Would you print each of the entries below precisely as given?

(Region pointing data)
⟨

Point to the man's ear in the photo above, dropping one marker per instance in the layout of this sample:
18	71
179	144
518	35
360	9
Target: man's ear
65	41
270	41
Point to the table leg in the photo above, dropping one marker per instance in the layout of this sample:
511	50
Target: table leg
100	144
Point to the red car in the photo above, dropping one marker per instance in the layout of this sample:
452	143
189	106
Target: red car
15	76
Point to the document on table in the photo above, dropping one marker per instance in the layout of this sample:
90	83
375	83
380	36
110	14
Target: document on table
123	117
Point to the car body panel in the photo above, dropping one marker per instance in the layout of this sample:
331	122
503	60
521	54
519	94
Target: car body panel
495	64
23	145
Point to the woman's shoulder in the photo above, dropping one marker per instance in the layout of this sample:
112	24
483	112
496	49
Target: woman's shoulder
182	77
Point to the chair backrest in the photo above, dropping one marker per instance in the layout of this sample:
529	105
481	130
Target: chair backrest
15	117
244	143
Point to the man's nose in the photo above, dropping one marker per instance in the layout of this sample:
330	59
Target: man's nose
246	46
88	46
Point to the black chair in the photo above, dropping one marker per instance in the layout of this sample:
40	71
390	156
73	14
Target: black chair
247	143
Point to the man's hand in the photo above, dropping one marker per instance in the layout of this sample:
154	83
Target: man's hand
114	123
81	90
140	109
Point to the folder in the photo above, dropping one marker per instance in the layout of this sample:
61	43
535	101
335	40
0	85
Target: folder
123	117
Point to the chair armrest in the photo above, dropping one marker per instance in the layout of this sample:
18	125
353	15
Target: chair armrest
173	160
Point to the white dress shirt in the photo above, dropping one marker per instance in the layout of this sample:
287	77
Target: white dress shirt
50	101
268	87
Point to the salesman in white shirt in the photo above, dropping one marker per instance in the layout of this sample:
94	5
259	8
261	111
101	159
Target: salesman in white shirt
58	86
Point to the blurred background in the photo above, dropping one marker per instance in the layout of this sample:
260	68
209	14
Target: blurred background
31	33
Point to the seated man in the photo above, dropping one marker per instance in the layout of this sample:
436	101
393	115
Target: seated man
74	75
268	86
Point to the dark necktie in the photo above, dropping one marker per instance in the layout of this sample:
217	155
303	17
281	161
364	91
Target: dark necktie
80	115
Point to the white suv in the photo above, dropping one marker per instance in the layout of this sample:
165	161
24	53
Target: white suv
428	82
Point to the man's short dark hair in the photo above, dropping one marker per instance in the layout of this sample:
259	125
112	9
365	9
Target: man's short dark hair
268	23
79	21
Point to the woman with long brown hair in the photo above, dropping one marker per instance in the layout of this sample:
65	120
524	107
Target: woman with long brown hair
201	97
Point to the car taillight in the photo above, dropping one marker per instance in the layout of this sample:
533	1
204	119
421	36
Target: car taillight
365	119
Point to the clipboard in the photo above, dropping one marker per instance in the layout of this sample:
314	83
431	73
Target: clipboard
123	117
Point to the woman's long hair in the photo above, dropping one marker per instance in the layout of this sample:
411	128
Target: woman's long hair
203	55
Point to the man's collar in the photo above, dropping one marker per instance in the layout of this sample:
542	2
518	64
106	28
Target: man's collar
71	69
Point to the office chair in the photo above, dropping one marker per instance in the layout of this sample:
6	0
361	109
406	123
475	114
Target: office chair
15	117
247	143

⟩

_Solution for this task_
Point to the man's ear in the photo above, dropping one marker per instance in the layout of this sample:
18	71
179	144
518	35
360	9
Target: man's ear
65	41
270	41
Point to the table leg in the photo above, dropping one marker per instance in the layout of this sample:
511	50
Target: table leg
100	144
Point to the red car in the photo above, dropping one marker per instance in the layout of this sample:
452	143
189	106
Target: red car
15	76
Point to the document on table in the photo above, dropping one marker per instance in the layout of this sample:
90	83
375	83
380	36
110	14
Target: document on table
123	117
Point to the car body panel in the photo above, dropping one marker per instance in the layout of this sample:
331	122
503	60
521	54
519	94
Target: car body panel
495	64
23	145
Point to the woman's shoulder in the photo above, dropping one marker per instance in the layout of this sample:
112	24
483	112
496	49
Target: woman's shoulder
182	77
Point to the chair backrest in the photo above, dropping one marker per instance in the layout of this sample:
529	105
481	130
Target: chair backrest
15	117
244	143
Point to the man's nose in the photo above, dropping one marker per instance in the layout of this sample:
330	59
Target: man's nose
246	46
88	46
Point to the black chair in the photo above, dropping one marker per instance in the layout of this sample:
40	71
390	156
73	14
Target: black chair
247	143
Point to the man's hand in the photo above, dropping one marker per instance in the layout of this sample:
154	83
Target: man's hand
114	123
81	90
140	109
Point to the folder in the photo above, dropping one marker per instance in the layout of this sample:
61	43
535	101
335	40
0	85
Target: folder
123	117
Point to the chair armrest in the photo above, dropping one marker per instance in the layout of this sample:
18	125
353	15
Target: chair armrest
173	160
Point to the white dress shirt in the photo above, dropping one marker per instance in the layout of this sample:
287	77
Target: white dress shirt
50	101
268	87
Point to the salesman in white shirt in the photo above, dropping one marker per instance in the layout of this sample:
94	5
259	8
261	111
101	159
Target: salesman in white shirt
58	86
Point to the blurred background in the photo above, dropping one marker per instance in the layout of this sample:
260	68
209	14
Target: blurred background
31	33
Point to the seated man in the photo above, dropping one marker per instance in the layout of this sample:
436	101
393	115
Target: seated man
74	75
268	86
Point to the dark necktie in the photo above, dropping one marker per instance in the layout of this sample:
217	155
303	17
281	161
364	91
Target: dark necktie
80	115
Point to the white suv in the photo above, dropping one marker per instance in the layout of this sample:
165	161
24	53
Target: white suv
428	82
Point to the man's short dark hair in the photo above, dropping one marker per instance in the layout of this sample:
259	125
112	9
365	9
Target: man's short dark hair
268	23
79	21
Point to the woman with long brown hair in the photo above, dropping one marker per instance in the layout of this sample:
65	120
524	107
Target: woman with long brown hair
201	97
Point to the car taillight in the photo above, dropping one marker per instance in the layout of this sample:
533	1
204	119
421	36
Target: car taillight
365	119
Point to the clipboard in the photo above, dropping one marker per instance in the layout of this sample:
314	83
431	73
Target: clipboard
123	117
Point to the woman's long hair in the photo above, dropping one marker per instance in the layout of this sample:
411	128
Target: woman's long hair
203	55
Point to the man's collar in the photo above, dropping one marker per instance in the layout of this sample:
542	2
518	64
106	28
Target: man's collar
71	69
Point to the office chair in the photo above, dropping one marker per instance in the layout of this sample:
6	0
361	109
406	123
475	114
Target: office chair
15	117
247	143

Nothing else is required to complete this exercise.